#### Document text ####

The crisis of perpetual solitude is invariably at the heart of Karin Perez’s art, wherein the human figure is reduced to an
isolated silhouette, slipping like a shadow between the cracks of looming architectural monoliths. The sense of existential
dread is especially eerie in her acrylic painting “High Density,” where the lone silhouetted figure is outlined in red (as in a “red alert”? and dwarfed by grim gray buildings set against a toxic red and orange sky. Like John Hultberg, who earned a well-deserved reputation
as a maverick during the Abstract Expressionist era with his paintings of strange terrains and haunted landfills,
Perez is a poet of desolation whose work appears to embody visually F. Scott Fitzgerald’s famous statement:
“In a real dark night of the soul it is always three o’clock in the morning...”
Indeed, hand-drawn words (“drawn” as opposed to “written,” since her large block letters, like literal concrete poetry, are as
substantial as her buildings) often appear as integral elements of her compositions. Some pose existential questions such
as “WHY NOT?” or “WHAT AM I?” Other semiotic text fragments, such as “NO GRAVITY ZONE,” suggest warning signs in
spooky sci-fi environments. The drawn letters in one painting –– in which a tiny red silhouette figure stands on a rooftop
overlooking an expansive vista of buildings, trestles, bridges, and other structures –– declare poignantly,
“JUST DON'T WANT TO LEAVE.”
In another painting, where a lone figure traverses a telephone wire like a tightrope-walker high above the blocky buildings of a
dreary residential complex, the block-lettering announces “I THINK WE’VE GOT A PROBLEM.” And in yet another, through the
omission of key words (but not the imposition of the question mark one supplies mentally anyway), Perez ironically subverts
the lyrics of a Tom Waits song: “AND I THINK TO MYSELF...WHAT WORLD.”
Such wordplay harmonizes auspiciously with a visual inventiveness that combines and reconciles elements of the two modern
art movements most diametrically opposed: Cubism and Surrealism. The influence of the former is evident in Perez’s way of
structuring her compositions architecturally, while that of the latter makes itself known in the dreamlike quality of her content.
Thus she unites the formal with the imaginative in compositions which initially capture one’s attention through their pure visual
power, then hold it by virtue of their poetic, thought-provoking imagery.

#### Supplied material ####

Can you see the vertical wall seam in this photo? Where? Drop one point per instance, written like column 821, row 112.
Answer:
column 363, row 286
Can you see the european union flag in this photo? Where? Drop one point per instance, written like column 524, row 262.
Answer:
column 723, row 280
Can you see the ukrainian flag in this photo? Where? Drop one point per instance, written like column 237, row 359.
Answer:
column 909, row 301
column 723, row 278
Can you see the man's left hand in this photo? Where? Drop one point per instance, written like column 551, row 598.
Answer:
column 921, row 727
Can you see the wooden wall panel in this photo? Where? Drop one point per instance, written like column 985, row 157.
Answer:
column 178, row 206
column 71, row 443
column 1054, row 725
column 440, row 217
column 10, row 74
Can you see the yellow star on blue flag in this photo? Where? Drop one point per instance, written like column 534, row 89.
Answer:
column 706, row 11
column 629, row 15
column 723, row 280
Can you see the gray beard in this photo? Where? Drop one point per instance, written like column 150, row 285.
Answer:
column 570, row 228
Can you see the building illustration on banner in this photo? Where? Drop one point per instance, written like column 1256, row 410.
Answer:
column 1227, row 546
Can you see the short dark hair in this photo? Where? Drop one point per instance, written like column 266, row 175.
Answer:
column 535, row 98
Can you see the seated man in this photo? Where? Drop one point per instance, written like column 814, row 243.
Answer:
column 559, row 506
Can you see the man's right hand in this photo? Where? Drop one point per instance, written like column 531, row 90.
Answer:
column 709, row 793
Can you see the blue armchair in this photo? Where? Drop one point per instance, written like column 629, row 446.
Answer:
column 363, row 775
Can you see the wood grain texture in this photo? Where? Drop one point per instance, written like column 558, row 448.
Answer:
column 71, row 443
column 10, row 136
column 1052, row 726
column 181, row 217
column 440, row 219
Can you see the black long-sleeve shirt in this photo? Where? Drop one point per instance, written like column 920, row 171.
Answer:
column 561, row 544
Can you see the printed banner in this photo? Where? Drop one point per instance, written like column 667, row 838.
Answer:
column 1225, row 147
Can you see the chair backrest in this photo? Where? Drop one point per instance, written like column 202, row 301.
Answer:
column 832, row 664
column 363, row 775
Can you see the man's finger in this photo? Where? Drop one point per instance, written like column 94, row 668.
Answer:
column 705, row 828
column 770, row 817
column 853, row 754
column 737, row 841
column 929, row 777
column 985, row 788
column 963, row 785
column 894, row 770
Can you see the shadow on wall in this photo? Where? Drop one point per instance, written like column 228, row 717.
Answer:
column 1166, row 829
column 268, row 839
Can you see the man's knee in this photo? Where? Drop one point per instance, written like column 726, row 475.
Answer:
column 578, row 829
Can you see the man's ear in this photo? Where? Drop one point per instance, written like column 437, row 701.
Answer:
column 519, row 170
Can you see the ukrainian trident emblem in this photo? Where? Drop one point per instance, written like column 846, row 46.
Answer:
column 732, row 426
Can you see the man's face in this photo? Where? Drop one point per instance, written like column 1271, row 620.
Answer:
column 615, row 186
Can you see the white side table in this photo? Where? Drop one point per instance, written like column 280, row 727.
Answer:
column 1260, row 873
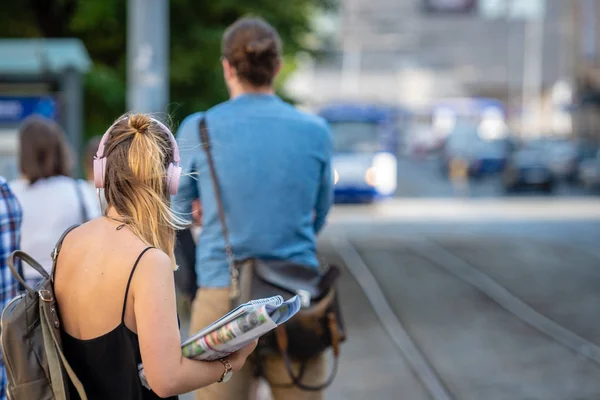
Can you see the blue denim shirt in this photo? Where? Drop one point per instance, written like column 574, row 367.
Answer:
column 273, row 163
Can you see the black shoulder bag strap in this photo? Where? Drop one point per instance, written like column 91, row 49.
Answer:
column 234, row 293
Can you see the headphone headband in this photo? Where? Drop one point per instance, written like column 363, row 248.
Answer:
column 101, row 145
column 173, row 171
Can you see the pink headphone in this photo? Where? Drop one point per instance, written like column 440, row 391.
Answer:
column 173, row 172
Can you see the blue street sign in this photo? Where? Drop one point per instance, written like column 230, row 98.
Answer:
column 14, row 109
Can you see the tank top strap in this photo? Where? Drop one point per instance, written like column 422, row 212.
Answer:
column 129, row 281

####
#### Supplied material ####

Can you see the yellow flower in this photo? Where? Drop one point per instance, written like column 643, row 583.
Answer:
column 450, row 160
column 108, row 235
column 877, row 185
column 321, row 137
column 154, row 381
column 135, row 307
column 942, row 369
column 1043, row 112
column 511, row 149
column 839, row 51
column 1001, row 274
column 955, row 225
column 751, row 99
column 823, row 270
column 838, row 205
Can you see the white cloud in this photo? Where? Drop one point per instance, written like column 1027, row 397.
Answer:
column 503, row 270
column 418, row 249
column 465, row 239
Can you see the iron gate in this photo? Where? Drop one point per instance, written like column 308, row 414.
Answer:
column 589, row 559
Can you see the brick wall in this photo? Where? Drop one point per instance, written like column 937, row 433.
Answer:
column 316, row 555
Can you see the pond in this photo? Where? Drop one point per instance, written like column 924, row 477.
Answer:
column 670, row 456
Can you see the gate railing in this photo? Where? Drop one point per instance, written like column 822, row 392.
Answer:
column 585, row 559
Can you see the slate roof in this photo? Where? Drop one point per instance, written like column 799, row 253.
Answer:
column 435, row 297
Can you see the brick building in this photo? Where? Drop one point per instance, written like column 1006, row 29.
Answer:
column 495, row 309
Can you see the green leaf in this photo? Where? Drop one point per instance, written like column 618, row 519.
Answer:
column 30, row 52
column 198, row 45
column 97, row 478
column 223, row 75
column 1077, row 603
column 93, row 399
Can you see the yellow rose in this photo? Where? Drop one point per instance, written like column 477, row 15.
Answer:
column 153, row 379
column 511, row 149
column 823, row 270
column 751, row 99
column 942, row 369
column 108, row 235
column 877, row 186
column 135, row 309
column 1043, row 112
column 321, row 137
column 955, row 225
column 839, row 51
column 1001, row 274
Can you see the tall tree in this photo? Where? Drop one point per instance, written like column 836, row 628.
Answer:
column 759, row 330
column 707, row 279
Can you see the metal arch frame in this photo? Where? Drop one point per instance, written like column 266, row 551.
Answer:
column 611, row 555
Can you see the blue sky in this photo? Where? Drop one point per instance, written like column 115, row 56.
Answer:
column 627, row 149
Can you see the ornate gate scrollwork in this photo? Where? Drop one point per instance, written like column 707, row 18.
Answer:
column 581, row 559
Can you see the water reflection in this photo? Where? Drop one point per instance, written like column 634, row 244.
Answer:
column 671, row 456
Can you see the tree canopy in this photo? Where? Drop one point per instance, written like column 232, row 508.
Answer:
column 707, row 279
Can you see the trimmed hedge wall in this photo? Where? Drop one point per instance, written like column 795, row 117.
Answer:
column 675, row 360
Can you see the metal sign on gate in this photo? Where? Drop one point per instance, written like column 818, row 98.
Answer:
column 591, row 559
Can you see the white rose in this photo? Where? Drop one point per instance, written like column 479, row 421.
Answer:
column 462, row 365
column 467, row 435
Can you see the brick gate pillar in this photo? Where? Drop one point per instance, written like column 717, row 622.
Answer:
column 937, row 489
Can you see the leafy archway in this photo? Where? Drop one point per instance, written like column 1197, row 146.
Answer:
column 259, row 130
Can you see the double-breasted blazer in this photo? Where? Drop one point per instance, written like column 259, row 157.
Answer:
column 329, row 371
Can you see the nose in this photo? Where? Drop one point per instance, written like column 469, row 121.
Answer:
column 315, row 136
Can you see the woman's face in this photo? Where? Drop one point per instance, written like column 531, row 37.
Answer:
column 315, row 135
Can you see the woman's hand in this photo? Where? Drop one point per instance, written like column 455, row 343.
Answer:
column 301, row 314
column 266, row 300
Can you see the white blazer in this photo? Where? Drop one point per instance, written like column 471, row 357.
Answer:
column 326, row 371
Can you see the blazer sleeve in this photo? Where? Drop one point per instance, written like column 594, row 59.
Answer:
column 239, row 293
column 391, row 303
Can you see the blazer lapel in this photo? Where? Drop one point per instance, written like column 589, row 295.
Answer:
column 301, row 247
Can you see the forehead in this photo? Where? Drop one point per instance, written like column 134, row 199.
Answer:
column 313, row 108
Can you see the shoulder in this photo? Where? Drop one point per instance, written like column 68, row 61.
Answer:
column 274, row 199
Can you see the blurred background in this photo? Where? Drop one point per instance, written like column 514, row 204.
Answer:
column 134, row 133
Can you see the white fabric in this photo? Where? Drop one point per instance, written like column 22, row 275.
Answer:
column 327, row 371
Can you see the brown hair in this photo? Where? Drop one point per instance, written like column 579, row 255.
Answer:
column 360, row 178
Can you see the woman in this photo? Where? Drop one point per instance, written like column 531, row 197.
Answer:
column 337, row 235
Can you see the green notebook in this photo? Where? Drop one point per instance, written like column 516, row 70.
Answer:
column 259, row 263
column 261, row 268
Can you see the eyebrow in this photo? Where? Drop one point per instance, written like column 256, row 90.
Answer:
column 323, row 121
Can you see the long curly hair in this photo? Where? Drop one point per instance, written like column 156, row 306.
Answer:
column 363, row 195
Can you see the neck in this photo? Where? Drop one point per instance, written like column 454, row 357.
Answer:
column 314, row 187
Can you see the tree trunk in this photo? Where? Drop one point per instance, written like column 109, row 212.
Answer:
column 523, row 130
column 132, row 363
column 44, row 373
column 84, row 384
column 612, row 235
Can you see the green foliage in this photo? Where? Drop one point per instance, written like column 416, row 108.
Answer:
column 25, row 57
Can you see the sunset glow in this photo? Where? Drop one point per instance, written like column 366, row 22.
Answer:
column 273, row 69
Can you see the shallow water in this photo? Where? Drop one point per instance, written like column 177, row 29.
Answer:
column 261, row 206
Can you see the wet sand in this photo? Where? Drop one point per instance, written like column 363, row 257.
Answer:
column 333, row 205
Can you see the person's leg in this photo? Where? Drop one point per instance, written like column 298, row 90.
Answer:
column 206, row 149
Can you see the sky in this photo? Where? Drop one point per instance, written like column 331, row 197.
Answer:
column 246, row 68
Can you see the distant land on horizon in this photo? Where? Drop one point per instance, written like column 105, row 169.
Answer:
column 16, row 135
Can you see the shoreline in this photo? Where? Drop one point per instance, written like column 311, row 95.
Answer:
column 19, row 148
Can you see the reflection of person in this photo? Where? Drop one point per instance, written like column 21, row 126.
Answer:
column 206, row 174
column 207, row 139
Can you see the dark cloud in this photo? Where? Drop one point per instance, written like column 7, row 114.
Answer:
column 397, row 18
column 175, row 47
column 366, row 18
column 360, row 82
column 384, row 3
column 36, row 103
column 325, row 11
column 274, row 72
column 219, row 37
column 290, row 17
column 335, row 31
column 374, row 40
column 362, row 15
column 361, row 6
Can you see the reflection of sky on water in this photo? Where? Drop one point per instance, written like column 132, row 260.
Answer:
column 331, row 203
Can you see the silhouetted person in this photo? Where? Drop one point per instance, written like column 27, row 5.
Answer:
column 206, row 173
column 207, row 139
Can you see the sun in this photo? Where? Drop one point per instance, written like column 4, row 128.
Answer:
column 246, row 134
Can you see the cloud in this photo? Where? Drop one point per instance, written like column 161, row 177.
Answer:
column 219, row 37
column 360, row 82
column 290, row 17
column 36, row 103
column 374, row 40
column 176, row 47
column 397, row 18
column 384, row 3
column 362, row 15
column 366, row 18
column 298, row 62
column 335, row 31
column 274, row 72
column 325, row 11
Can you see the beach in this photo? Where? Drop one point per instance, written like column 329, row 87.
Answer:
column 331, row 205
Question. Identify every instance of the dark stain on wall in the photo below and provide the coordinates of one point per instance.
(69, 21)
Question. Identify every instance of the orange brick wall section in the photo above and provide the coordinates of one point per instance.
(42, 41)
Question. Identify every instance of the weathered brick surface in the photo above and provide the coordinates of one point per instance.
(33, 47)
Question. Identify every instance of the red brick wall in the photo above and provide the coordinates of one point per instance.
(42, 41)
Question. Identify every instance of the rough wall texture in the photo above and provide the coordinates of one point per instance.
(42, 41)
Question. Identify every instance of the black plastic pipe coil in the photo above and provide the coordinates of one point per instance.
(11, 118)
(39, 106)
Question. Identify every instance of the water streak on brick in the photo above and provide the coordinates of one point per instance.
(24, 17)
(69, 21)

####

» Questions on the material
(1) In the review of Karin Perez's art above, which two modern art movements does her work combine?
(2) Continue the review of Karin Perez's art from the point where it ends.

» Set of answers
(1) Cubism and Surrealism.

(2)
And while Perez is a splendid painter, adding a sensuous element to her precisely delineated architectural forms with
smooth yet sumptuously pigmented surfaces, she is also one of precious few contemporary artists who successfully
integrate elements of computer technology into her oeuvre without diminishing its effect.
In fact, her urban iconography lends itself auspiciously to digital imaging in prints where she blends mixed media, photography,
and computer painting techniques in a seamless synthesis. For rather than attempting to slavishly duplicate the stark contrasts
of her painting style in her prints, she chooses to exploit the new technology for its own unique qualities and capabilities,
opening up the space in her compositions and employing elements of superimposition in prints such as “Exit,” where the word
of the title appears to float in midair amid complex layerings of architectural structures. In her “Mixed series” in particular,
photographic and computer painted imagery merge most auspiciously, with surreal juxtapositions of buildings and figures
interacting rhythmically in deep space. Especially notable, for its expression of the visual cacophony, mazelike complexity,
and psychological intensity of big city life, is “Mixed series C,” a sequential triptych in which one of her ghostly shadow figures,
bathed in the peculiarly eerie light of the computer cosmos, traverses various sites like the last man on earth, seeming to defy
gravity and scale rooftops with supernatural ease.
Here, as in all of her paintings and prints on this great theme, Karin Perez creates a vital visual metaphor for how
we presently live, strive, and dream in these high tech hives that modern people call cities.